====== EXCERPTED DATA
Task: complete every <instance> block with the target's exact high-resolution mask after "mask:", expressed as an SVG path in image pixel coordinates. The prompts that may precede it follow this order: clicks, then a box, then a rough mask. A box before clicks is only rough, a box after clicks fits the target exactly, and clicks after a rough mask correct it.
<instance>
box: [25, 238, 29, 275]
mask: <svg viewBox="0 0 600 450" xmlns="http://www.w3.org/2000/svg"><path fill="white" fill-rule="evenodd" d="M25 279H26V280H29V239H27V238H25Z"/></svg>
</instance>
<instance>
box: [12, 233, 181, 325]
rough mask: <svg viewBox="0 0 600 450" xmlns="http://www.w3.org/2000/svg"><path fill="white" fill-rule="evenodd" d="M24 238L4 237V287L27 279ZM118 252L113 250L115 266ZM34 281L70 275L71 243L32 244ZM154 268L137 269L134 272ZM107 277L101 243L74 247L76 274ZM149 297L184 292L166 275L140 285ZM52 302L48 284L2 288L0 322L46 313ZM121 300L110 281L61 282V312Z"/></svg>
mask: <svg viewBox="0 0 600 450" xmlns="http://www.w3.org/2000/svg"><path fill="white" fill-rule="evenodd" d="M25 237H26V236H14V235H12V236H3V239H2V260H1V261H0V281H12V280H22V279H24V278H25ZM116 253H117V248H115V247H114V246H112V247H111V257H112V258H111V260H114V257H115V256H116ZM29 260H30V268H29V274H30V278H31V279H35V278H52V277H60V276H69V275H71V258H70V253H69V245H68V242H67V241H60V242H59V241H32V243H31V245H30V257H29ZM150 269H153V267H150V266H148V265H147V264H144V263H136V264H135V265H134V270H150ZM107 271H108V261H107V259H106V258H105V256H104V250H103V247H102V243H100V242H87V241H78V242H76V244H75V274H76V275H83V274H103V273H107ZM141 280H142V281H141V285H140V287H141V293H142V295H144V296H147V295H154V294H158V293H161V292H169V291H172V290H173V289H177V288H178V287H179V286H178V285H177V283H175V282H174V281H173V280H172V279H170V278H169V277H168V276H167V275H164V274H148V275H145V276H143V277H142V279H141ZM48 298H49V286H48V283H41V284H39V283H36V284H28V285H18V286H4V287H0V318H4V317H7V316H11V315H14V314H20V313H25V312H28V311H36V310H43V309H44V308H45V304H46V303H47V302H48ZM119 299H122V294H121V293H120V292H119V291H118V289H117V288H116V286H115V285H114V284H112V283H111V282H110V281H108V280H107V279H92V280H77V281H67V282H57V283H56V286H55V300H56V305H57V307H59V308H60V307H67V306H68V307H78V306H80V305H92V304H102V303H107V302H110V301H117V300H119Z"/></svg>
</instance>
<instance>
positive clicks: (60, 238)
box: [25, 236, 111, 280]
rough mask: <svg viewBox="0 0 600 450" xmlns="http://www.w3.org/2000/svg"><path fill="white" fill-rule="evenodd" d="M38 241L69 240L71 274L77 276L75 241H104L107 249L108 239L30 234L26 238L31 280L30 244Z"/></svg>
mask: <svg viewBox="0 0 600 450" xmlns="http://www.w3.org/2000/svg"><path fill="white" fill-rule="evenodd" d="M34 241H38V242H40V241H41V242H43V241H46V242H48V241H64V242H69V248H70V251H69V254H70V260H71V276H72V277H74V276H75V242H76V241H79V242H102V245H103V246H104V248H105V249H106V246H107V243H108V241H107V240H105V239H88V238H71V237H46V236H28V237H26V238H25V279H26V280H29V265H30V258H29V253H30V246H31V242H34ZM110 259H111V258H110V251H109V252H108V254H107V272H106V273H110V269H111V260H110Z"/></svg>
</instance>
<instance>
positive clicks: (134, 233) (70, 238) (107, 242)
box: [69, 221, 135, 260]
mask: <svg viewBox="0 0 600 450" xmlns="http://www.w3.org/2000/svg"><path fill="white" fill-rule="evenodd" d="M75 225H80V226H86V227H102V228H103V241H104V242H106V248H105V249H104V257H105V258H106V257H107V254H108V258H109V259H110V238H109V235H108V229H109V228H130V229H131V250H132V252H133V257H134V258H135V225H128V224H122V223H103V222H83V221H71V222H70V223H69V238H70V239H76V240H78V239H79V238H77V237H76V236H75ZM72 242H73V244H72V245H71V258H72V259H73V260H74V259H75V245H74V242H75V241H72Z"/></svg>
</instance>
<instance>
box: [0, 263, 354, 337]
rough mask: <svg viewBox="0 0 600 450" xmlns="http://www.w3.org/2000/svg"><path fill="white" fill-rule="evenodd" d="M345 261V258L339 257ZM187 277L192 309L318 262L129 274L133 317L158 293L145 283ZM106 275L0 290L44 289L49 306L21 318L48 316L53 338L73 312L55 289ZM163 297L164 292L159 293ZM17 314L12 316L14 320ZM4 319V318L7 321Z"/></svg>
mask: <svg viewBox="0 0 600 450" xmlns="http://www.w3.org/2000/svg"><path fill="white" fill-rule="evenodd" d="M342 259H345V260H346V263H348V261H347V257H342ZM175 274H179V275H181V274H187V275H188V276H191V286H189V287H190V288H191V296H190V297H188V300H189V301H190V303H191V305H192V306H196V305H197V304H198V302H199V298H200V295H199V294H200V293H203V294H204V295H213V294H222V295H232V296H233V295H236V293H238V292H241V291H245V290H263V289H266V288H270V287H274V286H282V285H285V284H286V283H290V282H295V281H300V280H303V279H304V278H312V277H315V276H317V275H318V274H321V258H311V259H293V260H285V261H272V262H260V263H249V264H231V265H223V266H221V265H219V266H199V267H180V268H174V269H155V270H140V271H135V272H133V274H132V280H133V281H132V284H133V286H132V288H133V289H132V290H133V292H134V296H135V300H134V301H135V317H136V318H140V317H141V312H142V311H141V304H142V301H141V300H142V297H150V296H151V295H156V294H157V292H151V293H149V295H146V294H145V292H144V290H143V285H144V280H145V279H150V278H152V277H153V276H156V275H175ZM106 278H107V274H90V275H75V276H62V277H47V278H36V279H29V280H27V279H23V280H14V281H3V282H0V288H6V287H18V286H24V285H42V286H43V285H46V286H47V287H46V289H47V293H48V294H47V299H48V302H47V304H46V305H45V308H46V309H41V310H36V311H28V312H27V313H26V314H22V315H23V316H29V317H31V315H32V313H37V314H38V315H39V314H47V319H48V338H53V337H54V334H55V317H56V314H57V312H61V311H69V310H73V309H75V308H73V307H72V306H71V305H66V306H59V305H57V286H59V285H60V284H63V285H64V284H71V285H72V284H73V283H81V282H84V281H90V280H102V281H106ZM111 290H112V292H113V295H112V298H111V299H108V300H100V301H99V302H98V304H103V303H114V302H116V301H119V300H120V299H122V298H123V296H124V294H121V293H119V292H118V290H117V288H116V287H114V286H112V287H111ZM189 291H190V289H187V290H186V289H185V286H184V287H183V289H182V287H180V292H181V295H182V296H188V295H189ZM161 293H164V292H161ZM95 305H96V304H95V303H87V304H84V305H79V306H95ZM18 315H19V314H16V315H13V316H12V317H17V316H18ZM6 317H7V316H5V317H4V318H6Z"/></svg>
============
## REQUEST:
Output the records exactly.

## ANSWER TO THE PROBLEM:
Task: complete every <instance> block with the target's exact high-resolution mask after "mask:", expressed as an SVG path in image pixel coordinates. The prompts that may precede it follow this order: clicks, then a box, then a rough mask. A box before clicks is only rough, a box after clicks fits the target exactly, and clicks after a rough mask correct it.
<instance>
box: [25, 238, 29, 275]
mask: <svg viewBox="0 0 600 450" xmlns="http://www.w3.org/2000/svg"><path fill="white" fill-rule="evenodd" d="M25 279H26V280H29V239H27V238H25Z"/></svg>
</instance>
<instance>
box: [12, 233, 181, 325]
rough mask: <svg viewBox="0 0 600 450" xmlns="http://www.w3.org/2000/svg"><path fill="white" fill-rule="evenodd" d="M24 238L4 237V287L27 279ZM118 252L113 250L115 266ZM34 281L70 275L71 243L32 244ZM154 268L137 269L134 272ZM107 277L101 243L74 247L76 274ZM149 297L184 292L166 275L140 285ZM52 302L48 284L2 288L0 322L46 313ZM121 300L110 281L61 282V312Z"/></svg>
mask: <svg viewBox="0 0 600 450" xmlns="http://www.w3.org/2000/svg"><path fill="white" fill-rule="evenodd" d="M25 237H26V236H14V235H12V236H3V239H2V260H1V261H0V281H12V280H22V279H24V278H25ZM116 253H117V248H115V247H114V246H112V247H111V257H112V258H111V260H114V257H115V256H116ZM29 260H30V268H29V274H30V278H31V279H35V278H52V277H60V276H69V275H71V258H70V253H69V245H68V242H67V241H60V242H59V241H32V243H31V245H30V257H29ZM150 269H153V267H150V266H148V265H147V264H144V263H136V264H135V265H134V270H150ZM107 271H108V261H107V259H106V258H105V256H104V250H103V247H102V243H100V242H87V241H78V242H76V244H75V274H76V275H83V274H103V273H107ZM141 280H142V281H141V285H140V287H141V293H142V295H144V296H147V295H154V294H158V293H161V292H169V291H172V290H173V289H177V288H178V287H179V286H178V285H177V283H175V282H174V281H173V280H172V279H170V278H169V277H168V276H167V275H164V274H148V275H145V276H143V277H142V279H141ZM48 298H49V286H48V283H41V284H39V283H36V284H28V285H18V286H4V287H0V318H4V317H7V316H11V315H14V314H20V313H25V312H28V311H36V310H43V309H44V308H45V304H46V303H47V302H48ZM119 299H122V294H121V293H120V292H119V291H118V289H117V288H116V286H115V285H114V284H112V283H111V282H110V281H108V280H107V279H92V280H77V281H67V282H57V283H56V286H55V300H56V305H57V307H59V308H60V307H67V306H68V307H78V306H80V305H92V304H102V303H107V302H110V301H117V300H119Z"/></svg>
</instance>
<instance>
positive clicks: (60, 238)
box: [25, 236, 111, 280]
rough mask: <svg viewBox="0 0 600 450" xmlns="http://www.w3.org/2000/svg"><path fill="white" fill-rule="evenodd" d="M38 241L69 240L71 274L77 276L75 241H104L107 249L108 239L30 234L26 238L31 280L30 244Z"/></svg>
mask: <svg viewBox="0 0 600 450" xmlns="http://www.w3.org/2000/svg"><path fill="white" fill-rule="evenodd" d="M34 241H38V242H40V241H41V242H43V241H46V242H48V241H64V242H69V248H70V251H69V254H70V260H71V276H72V277H74V276H75V242H76V241H79V242H102V245H103V246H104V248H105V249H106V246H107V243H108V241H107V240H105V239H88V238H71V237H46V236H28V237H26V238H25V279H26V280H29V265H30V258H29V253H30V246H31V242H34ZM110 259H111V258H110V251H109V252H108V254H107V272H106V273H110V269H111V260H110Z"/></svg>
</instance>
<instance>
positive clicks: (134, 233) (70, 238) (107, 242)
box: [69, 221, 135, 260]
mask: <svg viewBox="0 0 600 450" xmlns="http://www.w3.org/2000/svg"><path fill="white" fill-rule="evenodd" d="M75 225H80V226H86V227H102V228H103V241H104V242H106V248H105V249H104V257H105V258H106V257H107V254H108V258H109V259H110V238H109V235H108V229H109V228H130V229H131V250H132V252H133V257H134V258H135V225H128V224H122V223H103V222H83V221H71V222H70V223H69V238H70V239H76V240H78V239H79V238H77V237H76V236H75ZM72 242H73V244H72V245H71V258H72V259H73V260H74V259H75V245H74V242H75V241H72Z"/></svg>
</instance>
<instance>
box: [0, 263, 354, 337]
rough mask: <svg viewBox="0 0 600 450" xmlns="http://www.w3.org/2000/svg"><path fill="white" fill-rule="evenodd" d="M345 261V258L339 257ZM187 277L192 309L318 262L129 274L133 317L158 293L145 283ZM106 275L0 290L44 289L49 306L21 318L48 316L53 338L73 312L55 289ZM163 297L164 292L159 293ZM17 314L12 316L14 320ZM4 319V318L7 321Z"/></svg>
mask: <svg viewBox="0 0 600 450" xmlns="http://www.w3.org/2000/svg"><path fill="white" fill-rule="evenodd" d="M342 259H345V260H346V263H348V261H347V257H342ZM175 274H179V275H181V274H187V275H188V276H191V286H189V287H190V288H191V296H190V297H188V300H189V301H190V303H191V305H192V306H196V305H197V304H198V302H199V298H200V295H199V294H200V293H203V294H204V295H213V294H222V295H232V296H233V295H236V293H238V292H241V291H245V290H263V289H266V288H270V287H274V286H282V285H285V284H286V283H290V282H295V281H300V280H303V279H304V278H312V277H315V276H317V275H318V274H321V258H311V259H293V260H285V261H272V262H260V263H249V264H231V265H223V266H221V265H219V266H199V267H180V268H174V269H155V270H140V271H135V272H133V274H132V280H133V281H132V284H133V286H132V288H133V289H132V290H133V292H134V296H135V300H134V301H135V317H136V318H140V317H141V312H142V311H141V304H142V301H141V300H142V297H150V296H151V295H156V294H157V292H151V293H149V295H146V294H145V292H144V290H143V285H144V280H145V279H150V278H152V277H153V276H156V275H175ZM106 278H107V274H90V275H75V276H62V277H47V278H36V279H29V280H27V279H23V280H14V281H3V282H0V288H6V287H18V286H24V285H42V286H43V285H46V286H47V287H46V289H47V293H48V294H47V299H48V302H47V304H46V305H45V308H46V309H41V310H36V311H28V312H27V313H26V314H22V315H23V316H29V317H31V315H32V313H37V314H38V315H39V314H47V319H48V338H53V337H54V334H55V317H56V314H57V312H61V311H69V310H73V309H75V308H73V307H72V306H71V305H66V306H59V305H57V286H59V285H60V284H63V285H64V284H71V285H72V284H73V283H81V282H84V281H90V280H102V281H106ZM111 290H112V292H113V295H112V298H111V299H108V300H100V301H99V302H98V304H103V303H114V302H116V301H119V300H120V299H122V298H123V296H124V294H121V293H119V292H118V290H117V288H116V287H114V286H112V287H111ZM189 291H190V289H187V290H186V289H185V286H184V287H183V289H182V287H180V292H181V295H182V296H188V295H189ZM161 293H164V292H161ZM95 305H96V304H95V303H87V304H84V305H79V306H95ZM18 315H19V314H16V315H13V316H12V317H17V316H18ZM6 317H7V316H5V317H4V318H6Z"/></svg>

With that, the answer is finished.